[start Dataset content]

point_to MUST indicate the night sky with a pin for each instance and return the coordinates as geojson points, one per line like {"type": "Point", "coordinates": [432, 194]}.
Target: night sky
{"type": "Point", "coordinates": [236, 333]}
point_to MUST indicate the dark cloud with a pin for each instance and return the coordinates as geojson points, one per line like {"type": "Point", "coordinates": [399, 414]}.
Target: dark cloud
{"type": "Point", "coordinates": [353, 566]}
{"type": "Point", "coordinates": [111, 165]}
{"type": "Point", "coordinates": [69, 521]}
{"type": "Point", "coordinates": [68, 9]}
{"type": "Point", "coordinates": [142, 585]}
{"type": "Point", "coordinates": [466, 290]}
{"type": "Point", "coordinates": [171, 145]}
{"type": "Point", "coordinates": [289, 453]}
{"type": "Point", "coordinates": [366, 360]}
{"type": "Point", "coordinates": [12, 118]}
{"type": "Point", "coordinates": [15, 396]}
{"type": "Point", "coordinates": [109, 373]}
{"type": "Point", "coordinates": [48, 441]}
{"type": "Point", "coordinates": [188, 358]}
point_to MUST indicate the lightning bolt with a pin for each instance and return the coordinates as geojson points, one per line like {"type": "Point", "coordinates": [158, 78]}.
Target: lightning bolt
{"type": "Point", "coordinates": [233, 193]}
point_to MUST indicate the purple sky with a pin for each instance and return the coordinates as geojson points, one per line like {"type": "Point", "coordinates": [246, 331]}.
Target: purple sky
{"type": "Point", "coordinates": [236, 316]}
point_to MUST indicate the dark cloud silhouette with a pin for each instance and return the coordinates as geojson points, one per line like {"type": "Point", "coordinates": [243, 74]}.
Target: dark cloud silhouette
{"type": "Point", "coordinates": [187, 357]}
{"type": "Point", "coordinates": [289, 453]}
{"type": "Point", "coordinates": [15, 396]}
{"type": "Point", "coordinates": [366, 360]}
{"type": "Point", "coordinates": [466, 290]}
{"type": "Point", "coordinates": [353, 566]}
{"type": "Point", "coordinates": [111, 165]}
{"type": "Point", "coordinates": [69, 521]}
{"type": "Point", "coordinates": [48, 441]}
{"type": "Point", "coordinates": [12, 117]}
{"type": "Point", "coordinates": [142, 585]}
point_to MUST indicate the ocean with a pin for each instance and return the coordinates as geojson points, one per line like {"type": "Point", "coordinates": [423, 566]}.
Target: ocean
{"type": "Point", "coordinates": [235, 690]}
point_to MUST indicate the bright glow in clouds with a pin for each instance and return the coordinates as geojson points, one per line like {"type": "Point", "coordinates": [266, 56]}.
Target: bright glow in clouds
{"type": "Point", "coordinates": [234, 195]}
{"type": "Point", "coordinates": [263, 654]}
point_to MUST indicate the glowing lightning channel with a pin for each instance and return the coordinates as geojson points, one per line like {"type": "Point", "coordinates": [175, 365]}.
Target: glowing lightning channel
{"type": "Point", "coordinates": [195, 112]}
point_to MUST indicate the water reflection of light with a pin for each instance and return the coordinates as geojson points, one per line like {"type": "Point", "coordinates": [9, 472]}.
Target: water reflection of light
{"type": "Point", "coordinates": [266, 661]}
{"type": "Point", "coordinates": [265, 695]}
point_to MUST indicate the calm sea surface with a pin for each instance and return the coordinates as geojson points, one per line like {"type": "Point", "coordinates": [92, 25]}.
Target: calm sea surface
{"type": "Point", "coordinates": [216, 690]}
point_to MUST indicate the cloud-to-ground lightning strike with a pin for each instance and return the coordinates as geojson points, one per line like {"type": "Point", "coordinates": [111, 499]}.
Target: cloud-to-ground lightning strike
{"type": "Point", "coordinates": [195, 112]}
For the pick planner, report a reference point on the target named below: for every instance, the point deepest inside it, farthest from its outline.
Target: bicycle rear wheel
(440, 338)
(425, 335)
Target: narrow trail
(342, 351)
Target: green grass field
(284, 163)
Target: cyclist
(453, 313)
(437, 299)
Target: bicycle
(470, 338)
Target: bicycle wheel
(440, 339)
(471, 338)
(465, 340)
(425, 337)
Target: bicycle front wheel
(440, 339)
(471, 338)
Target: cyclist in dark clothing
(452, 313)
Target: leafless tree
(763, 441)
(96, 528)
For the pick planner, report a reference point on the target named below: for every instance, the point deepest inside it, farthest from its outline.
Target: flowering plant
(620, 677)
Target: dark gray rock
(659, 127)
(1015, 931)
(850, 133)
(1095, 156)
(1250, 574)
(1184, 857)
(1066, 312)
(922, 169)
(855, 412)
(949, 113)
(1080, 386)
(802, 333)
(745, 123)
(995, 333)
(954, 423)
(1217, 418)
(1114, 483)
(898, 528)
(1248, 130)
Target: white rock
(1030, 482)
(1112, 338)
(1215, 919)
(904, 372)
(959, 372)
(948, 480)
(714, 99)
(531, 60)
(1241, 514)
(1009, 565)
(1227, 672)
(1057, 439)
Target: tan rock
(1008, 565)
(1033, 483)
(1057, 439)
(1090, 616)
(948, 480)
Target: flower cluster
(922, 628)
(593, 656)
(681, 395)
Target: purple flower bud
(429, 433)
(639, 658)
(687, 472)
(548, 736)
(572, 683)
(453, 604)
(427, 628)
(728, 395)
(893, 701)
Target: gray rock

[end Dataset content]

Directive — The listing above should be transcribed in full, exactly as written.

Solution to the problem —
point_to MUST indicate the night sky with a pin for each instance and return the coordinates as geojson points, one per line like {"type": "Point", "coordinates": [432, 194]}.
Target: night sky
{"type": "Point", "coordinates": [236, 333]}
point_to MUST indicate the dark cloud with a pin for each instance and return the coordinates as geojson points, one per line like {"type": "Point", "coordinates": [399, 414]}.
Target: dark cloud
{"type": "Point", "coordinates": [353, 566]}
{"type": "Point", "coordinates": [111, 165]}
{"type": "Point", "coordinates": [69, 521]}
{"type": "Point", "coordinates": [68, 9]}
{"type": "Point", "coordinates": [142, 585]}
{"type": "Point", "coordinates": [466, 290]}
{"type": "Point", "coordinates": [171, 145]}
{"type": "Point", "coordinates": [289, 453]}
{"type": "Point", "coordinates": [366, 360]}
{"type": "Point", "coordinates": [12, 118]}
{"type": "Point", "coordinates": [15, 396]}
{"type": "Point", "coordinates": [109, 373]}
{"type": "Point", "coordinates": [48, 441]}
{"type": "Point", "coordinates": [188, 358]}
point_to MUST indicate the lightning bolt with a pin for each instance and return the coordinates as geojson points, one per line like {"type": "Point", "coordinates": [158, 78]}.
Target: lightning bolt
{"type": "Point", "coordinates": [233, 193]}
point_to MUST indicate the purple sky with a pin for each instance and return the coordinates as geojson points, one per line like {"type": "Point", "coordinates": [246, 331]}.
Target: purple sky
{"type": "Point", "coordinates": [236, 316]}
point_to MUST indicate the dark cloud silhouette with a pin for each instance and return the coordinates as geojson points, one per line like {"type": "Point", "coordinates": [243, 74]}.
Target: dark cloud silhouette
{"type": "Point", "coordinates": [187, 357]}
{"type": "Point", "coordinates": [289, 453]}
{"type": "Point", "coordinates": [15, 396]}
{"type": "Point", "coordinates": [366, 360]}
{"type": "Point", "coordinates": [466, 290]}
{"type": "Point", "coordinates": [353, 566]}
{"type": "Point", "coordinates": [111, 165]}
{"type": "Point", "coordinates": [69, 521]}
{"type": "Point", "coordinates": [48, 441]}
{"type": "Point", "coordinates": [12, 117]}
{"type": "Point", "coordinates": [142, 585]}
point_to MUST indicate the ocean with a pin for each instance and return the coordinates as geojson points, one per line like {"type": "Point", "coordinates": [423, 566]}.
Target: ocean
{"type": "Point", "coordinates": [235, 690]}
point_to MUST indicate the bright glow in clouds with a pin for each instance and return the coordinates as geojson points, one per line like {"type": "Point", "coordinates": [266, 56]}.
Target: bright glow in clouds
{"type": "Point", "coordinates": [234, 195]}
{"type": "Point", "coordinates": [263, 654]}
point_to MUST indicate the glowing lightning channel with a pin for each instance and return the coordinates as geojson points, one per line like {"type": "Point", "coordinates": [175, 365]}.
Target: glowing lightning channel
{"type": "Point", "coordinates": [195, 112]}
point_to MUST indicate the water reflection of light with a pin for each instance and return the coordinates as geojson points, one per line like {"type": "Point", "coordinates": [9, 472]}.
Target: water reflection of light
{"type": "Point", "coordinates": [266, 661]}
{"type": "Point", "coordinates": [265, 695]}
point_to MUST indicate the calm sea surface with a pin for each instance and return the coordinates as geojson points, one per line like {"type": "Point", "coordinates": [92, 25]}.
Target: calm sea surface
{"type": "Point", "coordinates": [216, 690]}
point_to MUST indicate the cloud-to-ground lightning strike with a pin for each instance and return the coordinates as geojson points, one per line like {"type": "Point", "coordinates": [111, 499]}.
Target: cloud-to-ground lightning strike
{"type": "Point", "coordinates": [195, 112]}
For the pick planner, report a reference point on the target named below: for every instance, the point deepest inside it, farthest from its outline.
Target: bicycle rear wheel
(440, 338)
(425, 335)
Target: narrow trail
(342, 351)
Target: green grass field
(284, 163)
Target: cyclist
(453, 313)
(437, 299)
Target: bicycle
(470, 338)
Target: bicycle wheel
(440, 339)
(471, 338)
(465, 340)
(425, 337)
Target: bicycle front wheel
(440, 339)
(471, 338)
Target: cyclist in dark clothing
(452, 313)
Target: leafless tree
(763, 441)
(96, 528)
For the pick planner, report a reference point on the target named below: for every instance, the point deepest inside it, farthest from its outline.
Target: flowering plant
(620, 677)
Target: dark gray rock
(659, 127)
(1015, 931)
(850, 133)
(1095, 156)
(1250, 574)
(1184, 857)
(1066, 312)
(922, 169)
(855, 412)
(949, 113)
(1080, 386)
(802, 333)
(745, 123)
(995, 333)
(954, 423)
(1217, 418)
(1114, 483)
(898, 528)
(1248, 130)
Target: white rock
(1030, 482)
(1112, 338)
(1215, 919)
(904, 372)
(959, 372)
(948, 480)
(714, 99)
(531, 60)
(1241, 514)
(1009, 565)
(1227, 672)
(1057, 439)
Target: tan rock
(1008, 565)
(1033, 483)
(1057, 439)
(1090, 616)
(948, 480)
Target: flower cluster
(922, 628)
(593, 656)
(681, 395)
Target: purple flower bud
(429, 433)
(639, 658)
(687, 472)
(548, 736)
(572, 683)
(453, 604)
(427, 628)
(728, 395)
(893, 701)
Target: gray rock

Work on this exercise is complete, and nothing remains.